- **PROBLEM TO WORK ON**
Copy the data exactly, keeping every line intact.

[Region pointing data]
- - - - - - -

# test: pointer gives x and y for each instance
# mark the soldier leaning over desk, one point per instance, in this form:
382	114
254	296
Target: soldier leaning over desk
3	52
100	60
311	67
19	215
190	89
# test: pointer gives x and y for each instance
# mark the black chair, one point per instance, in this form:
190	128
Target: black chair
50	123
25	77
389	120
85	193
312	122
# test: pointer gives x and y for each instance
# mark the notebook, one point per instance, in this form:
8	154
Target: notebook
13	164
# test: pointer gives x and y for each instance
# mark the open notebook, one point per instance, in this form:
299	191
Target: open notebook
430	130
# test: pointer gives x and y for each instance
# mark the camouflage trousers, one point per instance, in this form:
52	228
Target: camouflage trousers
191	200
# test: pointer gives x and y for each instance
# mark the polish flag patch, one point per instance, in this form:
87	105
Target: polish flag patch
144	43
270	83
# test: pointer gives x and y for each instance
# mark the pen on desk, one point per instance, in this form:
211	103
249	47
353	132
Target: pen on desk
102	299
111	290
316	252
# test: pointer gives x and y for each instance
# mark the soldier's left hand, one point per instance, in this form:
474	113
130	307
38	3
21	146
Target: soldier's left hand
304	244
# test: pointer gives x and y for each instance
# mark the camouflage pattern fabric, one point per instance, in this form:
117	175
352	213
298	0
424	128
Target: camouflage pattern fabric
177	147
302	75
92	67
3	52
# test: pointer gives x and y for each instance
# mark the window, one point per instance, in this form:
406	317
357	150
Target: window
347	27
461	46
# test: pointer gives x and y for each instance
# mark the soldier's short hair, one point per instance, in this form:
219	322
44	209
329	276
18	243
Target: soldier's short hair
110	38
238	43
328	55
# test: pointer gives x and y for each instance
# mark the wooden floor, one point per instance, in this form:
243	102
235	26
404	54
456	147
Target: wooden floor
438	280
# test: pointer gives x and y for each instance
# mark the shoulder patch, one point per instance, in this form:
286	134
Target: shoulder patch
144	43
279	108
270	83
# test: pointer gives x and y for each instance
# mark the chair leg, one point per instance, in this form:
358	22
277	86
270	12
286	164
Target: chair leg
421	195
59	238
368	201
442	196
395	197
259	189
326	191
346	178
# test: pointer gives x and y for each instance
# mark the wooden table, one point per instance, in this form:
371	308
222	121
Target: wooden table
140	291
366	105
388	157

- - - - - - -

- **ANSWER BELOW**
# test: pointer gives x and y for each instance
# mark the soldier leaning over desk, one point per instance, in this form:
382	114
254	296
Target: soldier leaning over desk
3	52
100	60
311	67
19	215
190	89
# test: pointer gives x and y for each instance
# mark the black chair, one point per instance, in this form:
190	128
Target: black chair
50	123
25	77
389	120
85	193
312	122
# test: pointer gives x and y for each instance
# mark the notebook, one point per instance, in this form:
8	154
Target: notebook
13	164
# test: pointer gives x and y for each instance
# mark the open notebook, one point per instance, in this form:
299	191
Target: open notebook
430	130
# test: pointer gives x and y for each instance
# mark the camouflage trousers, one point per instance, in this form:
52	228
Target: camouflage trousers
191	200
# test: pointer gives x and y for each instance
# mark the polish flag patch, one point per instance, in this form:
87	105
Target: polish flag patch
144	43
270	83
# test: pointer gives x and y for each instance
# mark the pen on desk, one point per instance, in this form:
211	103
249	47
353	132
Target: pen on desk
102	299
111	290
316	252
# test: pointer gives x and y for each instance
# mark the soldier's left hand, one point per instance, in this form:
474	113
130	307
38	3
21	146
Target: soldier's left hand
304	244
# test: pointer gives x and y for each instance
# mark the camouflage pattern fabric, one point per instance, in this form:
117	175
352	213
298	0
424	128
Target: camouflage pattern fabric
177	147
302	75
92	67
3	52
# test: pointer gives x and y for each instance
# mark the window, one point per instance, in this form:
406	317
357	150
Target: window
347	27
461	46
# test: pointer gives x and y for each instance
# mark the soldier's short hair, one point per instance, in this form:
219	322
44	209
329	276
18	243
Target: soldier's short hair
110	38
238	43
328	55
# test: pointer gives x and y for each instance
# mark the wooden floor, one point per instance, in this form:
243	102
235	26
404	54
456	147
Target: wooden floor
438	280
# test: pointer gives x and y for each instance
# mark the shoulder patch, one point per instance, in this form:
286	134
Target: shoulder patch
144	43
279	108
270	83
# test: pointer gives x and y for each instance
# mark the chair leg, one point per instance, in this form:
358	22
277	86
270	12
286	164
Target: chair leg
421	195
59	238
368	201
442	196
395	197
259	189
326	191
346	178
# test: pointer gives x and y for each instance
# mark the wooden table, one point per instance, in this form:
371	308
222	121
Target: wooden table
140	291
366	105
388	157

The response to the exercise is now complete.